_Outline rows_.
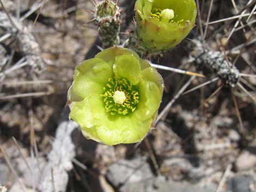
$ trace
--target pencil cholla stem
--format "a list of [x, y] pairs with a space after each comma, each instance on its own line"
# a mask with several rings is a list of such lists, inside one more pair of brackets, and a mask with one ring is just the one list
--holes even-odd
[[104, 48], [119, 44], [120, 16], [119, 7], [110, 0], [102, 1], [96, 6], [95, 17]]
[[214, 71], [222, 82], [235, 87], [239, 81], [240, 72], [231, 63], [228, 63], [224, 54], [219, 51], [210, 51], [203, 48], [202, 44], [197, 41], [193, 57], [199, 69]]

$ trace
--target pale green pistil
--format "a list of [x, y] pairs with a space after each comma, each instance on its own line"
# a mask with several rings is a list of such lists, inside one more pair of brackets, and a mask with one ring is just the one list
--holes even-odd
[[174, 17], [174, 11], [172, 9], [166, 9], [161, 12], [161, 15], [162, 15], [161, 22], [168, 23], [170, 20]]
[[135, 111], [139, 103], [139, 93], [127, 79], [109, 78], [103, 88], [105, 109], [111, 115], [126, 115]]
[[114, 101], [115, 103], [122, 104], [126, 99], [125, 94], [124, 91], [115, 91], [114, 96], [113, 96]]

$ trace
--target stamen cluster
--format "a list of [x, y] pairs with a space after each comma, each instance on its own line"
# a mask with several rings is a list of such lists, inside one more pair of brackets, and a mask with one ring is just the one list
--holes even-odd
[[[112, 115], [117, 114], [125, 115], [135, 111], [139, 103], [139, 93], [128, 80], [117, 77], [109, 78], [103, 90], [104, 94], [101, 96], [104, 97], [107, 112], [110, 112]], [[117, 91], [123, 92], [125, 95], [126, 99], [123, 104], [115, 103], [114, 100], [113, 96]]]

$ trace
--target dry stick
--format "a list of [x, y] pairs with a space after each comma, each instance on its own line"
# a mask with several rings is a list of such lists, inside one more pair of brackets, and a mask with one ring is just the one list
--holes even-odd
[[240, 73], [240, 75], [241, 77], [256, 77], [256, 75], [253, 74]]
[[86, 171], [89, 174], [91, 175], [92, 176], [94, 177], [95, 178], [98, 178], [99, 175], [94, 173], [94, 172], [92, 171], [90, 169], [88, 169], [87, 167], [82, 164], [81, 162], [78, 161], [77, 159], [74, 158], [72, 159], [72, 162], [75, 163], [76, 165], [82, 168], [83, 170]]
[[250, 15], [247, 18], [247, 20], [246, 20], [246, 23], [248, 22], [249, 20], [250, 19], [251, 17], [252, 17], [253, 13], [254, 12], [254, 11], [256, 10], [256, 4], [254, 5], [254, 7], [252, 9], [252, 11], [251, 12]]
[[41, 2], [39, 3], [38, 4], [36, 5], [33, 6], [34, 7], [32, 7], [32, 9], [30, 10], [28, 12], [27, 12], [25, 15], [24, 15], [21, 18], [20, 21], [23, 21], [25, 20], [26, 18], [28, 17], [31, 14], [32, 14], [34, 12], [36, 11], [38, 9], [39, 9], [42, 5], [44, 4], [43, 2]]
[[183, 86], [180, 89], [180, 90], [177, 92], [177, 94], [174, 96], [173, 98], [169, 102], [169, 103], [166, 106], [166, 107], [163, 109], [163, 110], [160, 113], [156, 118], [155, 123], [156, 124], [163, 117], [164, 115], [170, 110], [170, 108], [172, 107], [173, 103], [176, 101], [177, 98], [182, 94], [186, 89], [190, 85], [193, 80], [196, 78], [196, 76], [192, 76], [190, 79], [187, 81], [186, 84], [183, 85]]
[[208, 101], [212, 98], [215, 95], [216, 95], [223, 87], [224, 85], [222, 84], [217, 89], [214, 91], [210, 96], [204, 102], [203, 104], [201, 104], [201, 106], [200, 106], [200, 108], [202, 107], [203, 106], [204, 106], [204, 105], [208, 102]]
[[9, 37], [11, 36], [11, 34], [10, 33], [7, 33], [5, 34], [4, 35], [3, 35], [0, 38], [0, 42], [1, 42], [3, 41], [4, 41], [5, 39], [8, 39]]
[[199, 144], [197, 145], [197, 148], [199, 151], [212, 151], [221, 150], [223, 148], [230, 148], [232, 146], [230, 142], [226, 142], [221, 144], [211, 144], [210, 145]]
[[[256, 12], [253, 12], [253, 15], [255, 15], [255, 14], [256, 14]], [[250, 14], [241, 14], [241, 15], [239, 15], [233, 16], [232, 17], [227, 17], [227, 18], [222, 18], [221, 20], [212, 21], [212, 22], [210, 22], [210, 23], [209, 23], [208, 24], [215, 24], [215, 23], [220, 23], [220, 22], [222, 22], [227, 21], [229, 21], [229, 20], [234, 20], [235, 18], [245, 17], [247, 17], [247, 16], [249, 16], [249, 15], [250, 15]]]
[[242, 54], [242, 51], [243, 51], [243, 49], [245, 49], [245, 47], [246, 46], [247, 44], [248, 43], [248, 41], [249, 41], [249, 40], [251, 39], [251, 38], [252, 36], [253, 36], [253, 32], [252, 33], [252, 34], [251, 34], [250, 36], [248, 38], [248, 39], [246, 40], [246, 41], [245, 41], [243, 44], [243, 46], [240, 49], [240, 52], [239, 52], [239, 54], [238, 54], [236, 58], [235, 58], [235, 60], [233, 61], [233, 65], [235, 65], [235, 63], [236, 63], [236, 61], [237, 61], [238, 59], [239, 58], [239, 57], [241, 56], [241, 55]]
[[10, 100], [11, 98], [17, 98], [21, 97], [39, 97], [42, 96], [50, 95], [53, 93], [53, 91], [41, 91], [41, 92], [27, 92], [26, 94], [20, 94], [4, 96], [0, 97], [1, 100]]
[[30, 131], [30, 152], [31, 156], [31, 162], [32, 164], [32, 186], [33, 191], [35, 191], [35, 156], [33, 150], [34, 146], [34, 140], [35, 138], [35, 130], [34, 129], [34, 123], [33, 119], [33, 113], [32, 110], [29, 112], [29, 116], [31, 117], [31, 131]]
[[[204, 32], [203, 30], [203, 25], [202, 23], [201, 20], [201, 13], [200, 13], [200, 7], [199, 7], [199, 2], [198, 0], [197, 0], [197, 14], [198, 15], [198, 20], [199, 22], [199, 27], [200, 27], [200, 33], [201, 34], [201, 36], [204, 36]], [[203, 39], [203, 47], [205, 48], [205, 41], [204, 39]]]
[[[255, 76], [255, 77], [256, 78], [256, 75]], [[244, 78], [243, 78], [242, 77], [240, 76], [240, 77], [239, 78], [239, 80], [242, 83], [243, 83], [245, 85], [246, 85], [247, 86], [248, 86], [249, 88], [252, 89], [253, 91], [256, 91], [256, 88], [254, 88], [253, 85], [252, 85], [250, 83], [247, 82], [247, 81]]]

_WRITTEN INSTRUCTION_.
Retype every row above line for line, without any change, and omit the pictures.

_TASK RESPONSE_.
$ trace
--target pencil cholla stem
--format "a list of [x, y] pairs with a space after each comma, each instance on its own line"
# a mask with several rings is a list of such lists, inside one more pair of brackets, and a mask with one ring is just the one list
--holes even-odd
[[104, 48], [119, 44], [120, 16], [119, 7], [110, 0], [102, 1], [96, 6], [95, 17]]
[[214, 71], [222, 82], [235, 87], [239, 81], [240, 72], [231, 63], [228, 63], [224, 54], [219, 51], [210, 51], [203, 48], [202, 44], [197, 41], [193, 57], [199, 69]]

$ trace
--target pale green pistil
--format "a list of [x, y] pairs with a space after each comma, each instance on its own line"
# a mask with several rings is a list of such lists, inside one more pair of brackets, and a mask with one ring is just the one list
--holes even-odd
[[174, 17], [174, 11], [172, 9], [166, 9], [161, 12], [161, 15], [162, 15], [161, 22], [168, 23], [170, 20]]
[[135, 111], [139, 103], [139, 93], [127, 79], [109, 78], [103, 88], [105, 109], [111, 115], [126, 115]]
[[114, 101], [115, 103], [122, 104], [126, 99], [125, 94], [124, 91], [115, 91], [114, 96], [113, 96]]

$ trace
--target stamen cluster
--format "a list of [x, y] pairs with a space after each comma, each instance on its own line"
# a mask with several rings is a list of such lists, inside one more pair of brackets, and a mask with one ring is just the one list
--holes even-odd
[[[112, 115], [117, 114], [125, 115], [135, 111], [139, 103], [139, 93], [128, 80], [117, 77], [109, 78], [103, 90], [104, 94], [101, 96], [104, 97], [107, 112], [110, 112]], [[117, 91], [123, 92], [125, 95], [126, 99], [123, 104], [115, 103], [114, 100], [113, 96]]]

$ trace
--target dry stick
--format "a list of [x, y] pairs with a space after each comma, each instance on its own line"
# a mask with several rings is a list of such lists, inside one more pair of brackets, and a mask with one ring is just the one list
--holes even-odd
[[240, 73], [240, 75], [241, 77], [256, 77], [256, 75], [253, 74]]
[[86, 171], [89, 174], [91, 175], [92, 176], [94, 177], [95, 178], [98, 178], [99, 175], [94, 173], [94, 172], [92, 171], [90, 169], [88, 169], [87, 167], [82, 164], [81, 162], [78, 161], [77, 159], [74, 158], [72, 159], [72, 162], [75, 163], [76, 165], [82, 168], [83, 170]]
[[250, 15], [247, 18], [247, 20], [246, 20], [246, 23], [248, 22], [249, 20], [250, 19], [251, 17], [252, 17], [253, 13], [254, 12], [254, 11], [256, 10], [256, 4], [254, 5], [254, 7], [252, 9], [252, 11], [251, 12]]
[[41, 2], [39, 3], [38, 4], [36, 5], [33, 6], [34, 7], [32, 7], [32, 9], [30, 10], [28, 12], [27, 12], [25, 15], [24, 15], [21, 18], [20, 21], [23, 21], [25, 20], [26, 18], [28, 17], [31, 14], [32, 14], [34, 12], [36, 11], [38, 9], [39, 9], [42, 5], [44, 4], [43, 2]]
[[183, 86], [180, 89], [180, 90], [177, 92], [177, 94], [174, 96], [173, 98], [169, 102], [169, 103], [166, 106], [166, 107], [163, 109], [163, 110], [160, 113], [156, 118], [155, 123], [156, 124], [163, 117], [164, 115], [170, 110], [170, 108], [172, 107], [173, 103], [176, 101], [177, 98], [182, 94], [186, 89], [190, 85], [193, 80], [196, 78], [196, 76], [192, 76], [190, 79], [187, 81], [186, 84], [183, 85]]
[[208, 101], [212, 98], [215, 95], [216, 95], [223, 87], [224, 85], [222, 84], [217, 89], [214, 91], [210, 96], [204, 102], [203, 104], [201, 104], [201, 106], [200, 106], [200, 108], [202, 107], [203, 106], [204, 106], [204, 105], [208, 102]]
[[9, 37], [11, 36], [11, 34], [10, 33], [7, 33], [5, 34], [4, 35], [3, 35], [0, 38], [0, 42], [1, 42], [3, 41], [4, 41], [5, 39], [8, 39]]
[[199, 144], [197, 145], [197, 148], [199, 151], [212, 151], [221, 150], [223, 148], [230, 148], [232, 146], [230, 142], [226, 142], [221, 144], [211, 144], [210, 145]]
[[[256, 12], [253, 12], [253, 15], [255, 15], [255, 14], [256, 14]], [[250, 14], [241, 14], [241, 15], [239, 15], [233, 16], [232, 17], [227, 17], [227, 18], [222, 18], [221, 20], [212, 21], [212, 22], [210, 22], [210, 23], [209, 23], [208, 24], [215, 24], [215, 23], [220, 23], [220, 22], [222, 22], [227, 21], [229, 21], [229, 20], [234, 20], [235, 18], [245, 17], [247, 17], [247, 16], [249, 16], [249, 15], [250, 15]]]
[[242, 54], [242, 51], [243, 51], [243, 49], [245, 49], [245, 47], [246, 46], [247, 44], [248, 43], [248, 41], [249, 41], [249, 40], [251, 39], [251, 38], [252, 36], [253, 36], [253, 32], [252, 33], [252, 34], [251, 34], [250, 36], [248, 38], [248, 39], [246, 40], [246, 41], [245, 41], [243, 44], [243, 46], [240, 49], [240, 52], [239, 52], [239, 54], [238, 54], [236, 58], [235, 58], [235, 60], [233, 61], [233, 65], [235, 65], [235, 63], [236, 63], [236, 61], [237, 61], [238, 59], [239, 58], [239, 57], [241, 56], [241, 55]]
[[10, 100], [11, 98], [17, 98], [21, 97], [39, 97], [42, 96], [50, 95], [53, 93], [53, 91], [41, 91], [41, 92], [27, 92], [26, 94], [20, 94], [4, 96], [0, 97], [1, 100]]
[[30, 131], [30, 152], [31, 156], [31, 162], [32, 164], [32, 186], [33, 191], [35, 191], [35, 156], [33, 150], [34, 146], [34, 140], [35, 138], [35, 130], [34, 129], [34, 123], [33, 119], [33, 113], [32, 110], [29, 112], [29, 116], [31, 117], [31, 131]]
[[[204, 32], [203, 30], [203, 25], [202, 23], [201, 20], [201, 13], [200, 13], [200, 7], [199, 7], [199, 2], [198, 0], [197, 0], [197, 14], [198, 15], [198, 20], [199, 22], [199, 27], [200, 27], [200, 33], [201, 34], [201, 36], [204, 36]], [[203, 39], [203, 47], [205, 48], [205, 41], [204, 39]]]
[[[255, 76], [255, 77], [256, 78], [256, 75]], [[244, 78], [243, 78], [242, 77], [240, 76], [240, 77], [239, 78], [239, 80], [242, 83], [243, 83], [245, 85], [246, 85], [247, 86], [248, 86], [249, 88], [252, 89], [253, 91], [256, 91], [256, 88], [254, 88], [253, 85], [252, 85], [250, 83], [247, 82], [247, 81]]]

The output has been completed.